** Records shown follows **
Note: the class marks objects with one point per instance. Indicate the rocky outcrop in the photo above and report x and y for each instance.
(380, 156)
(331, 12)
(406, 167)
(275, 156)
** End of Records shown **
Assigned task: Restate each record above word for word.

Your response:
Note: the class marks objects with one point per instance. Indicate the rocky outcrop in the photo above and report x and y for each instance.
(380, 156)
(331, 12)
(406, 167)
(275, 156)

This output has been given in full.